Text passage

########################################

Columbus Neighborhoods history intern Yi Guo interviews Colin and Barbara LeVeque about the life and legacy of Colin’s mother, Katherine LeVeque.
Talk about Katherine LeVeque’s youth and how she married into the LeVeque family.
Colin: She’s from the South, and she went to Barbizon School for Women in New York City, which was a finishing school, right?
Barbara: I think so, and it was also a place that women could stay when they went to New York.
Colin: So when she was young, she was at the Barbizon School in New York, and my dad, who was attending Princeton University, was going to New York City. And some common friends decided to do a double date.
They had their first date there, and then it took off from there. And he would go see her in South Carolina and finally asked her to marry him. And they got married and moved. She moved to Columbus, and they first stayed in a condo apartment community, Olentangy Village Apartments.
Then the big decision was where do they go from there. And my dad wanted to go to Bexley, and my mom wanted to live on a big farm. She had been a horseback rider, and so was my dad. She won that battle, and they moved way outside on a big farm, north of Westerville. They had five children there, and that’s where I grew up.
How did Katherine LeVeque become the president of the prominent Columbus real estate group the LeVeque Enterprise?
Colin: My father died in a plane crash when he was 49 years old.

########################################

Dataset
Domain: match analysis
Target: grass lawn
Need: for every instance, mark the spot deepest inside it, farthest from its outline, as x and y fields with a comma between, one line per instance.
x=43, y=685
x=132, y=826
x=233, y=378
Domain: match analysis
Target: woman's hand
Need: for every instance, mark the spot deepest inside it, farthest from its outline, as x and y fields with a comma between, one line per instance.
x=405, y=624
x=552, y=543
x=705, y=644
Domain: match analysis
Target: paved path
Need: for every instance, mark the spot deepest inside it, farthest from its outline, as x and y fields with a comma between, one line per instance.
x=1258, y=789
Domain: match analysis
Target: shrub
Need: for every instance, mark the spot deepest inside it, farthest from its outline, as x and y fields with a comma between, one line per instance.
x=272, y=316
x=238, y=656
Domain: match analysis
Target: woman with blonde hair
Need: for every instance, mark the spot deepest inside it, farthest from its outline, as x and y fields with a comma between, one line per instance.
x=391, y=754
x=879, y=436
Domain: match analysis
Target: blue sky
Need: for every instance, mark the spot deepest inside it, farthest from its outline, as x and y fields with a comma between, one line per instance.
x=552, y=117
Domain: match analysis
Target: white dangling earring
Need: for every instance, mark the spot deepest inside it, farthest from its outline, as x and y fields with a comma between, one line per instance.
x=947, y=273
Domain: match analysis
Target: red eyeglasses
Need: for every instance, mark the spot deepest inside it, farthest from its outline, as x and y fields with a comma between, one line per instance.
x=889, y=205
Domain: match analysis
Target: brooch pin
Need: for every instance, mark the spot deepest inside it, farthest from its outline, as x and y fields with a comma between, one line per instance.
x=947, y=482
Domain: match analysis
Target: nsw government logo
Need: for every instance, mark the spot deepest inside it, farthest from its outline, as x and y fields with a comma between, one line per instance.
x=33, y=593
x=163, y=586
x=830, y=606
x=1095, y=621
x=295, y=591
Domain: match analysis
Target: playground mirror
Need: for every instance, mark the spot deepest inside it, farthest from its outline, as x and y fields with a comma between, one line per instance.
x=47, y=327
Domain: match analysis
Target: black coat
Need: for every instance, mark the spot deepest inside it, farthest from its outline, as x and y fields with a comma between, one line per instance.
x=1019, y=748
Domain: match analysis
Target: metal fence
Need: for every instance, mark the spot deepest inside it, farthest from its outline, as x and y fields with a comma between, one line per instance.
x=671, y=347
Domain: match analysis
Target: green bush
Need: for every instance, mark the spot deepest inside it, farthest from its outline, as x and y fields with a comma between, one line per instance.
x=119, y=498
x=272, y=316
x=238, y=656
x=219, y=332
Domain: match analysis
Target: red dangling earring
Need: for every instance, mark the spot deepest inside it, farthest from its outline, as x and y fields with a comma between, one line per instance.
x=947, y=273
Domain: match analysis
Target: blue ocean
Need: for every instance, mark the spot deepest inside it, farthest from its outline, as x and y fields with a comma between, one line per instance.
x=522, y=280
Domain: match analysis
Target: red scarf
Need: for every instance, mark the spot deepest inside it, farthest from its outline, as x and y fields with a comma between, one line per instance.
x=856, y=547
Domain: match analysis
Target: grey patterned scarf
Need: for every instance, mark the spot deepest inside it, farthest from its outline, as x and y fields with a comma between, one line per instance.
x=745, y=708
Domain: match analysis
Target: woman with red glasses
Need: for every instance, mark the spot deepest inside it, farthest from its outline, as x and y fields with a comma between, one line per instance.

########################################

Written exercise 1
Answer these questions about the interview about Katherine LeVeque:
(a) Which school did Katherine attend in New York City?
(b) In which apartment community did the couple first live after she moved to Columbus?
(c) How old was Colin's father when he died?
Written exercise 2
Count the lines of the listing that contain the string "woman". Give only the number.
The listing is unrelated to the interview about Katherine LeVeque.

Written answer 1
(a) Barbizon School for Women
(b) Olentangy Village Apartments
(c) 49 years old

Written answer 2
3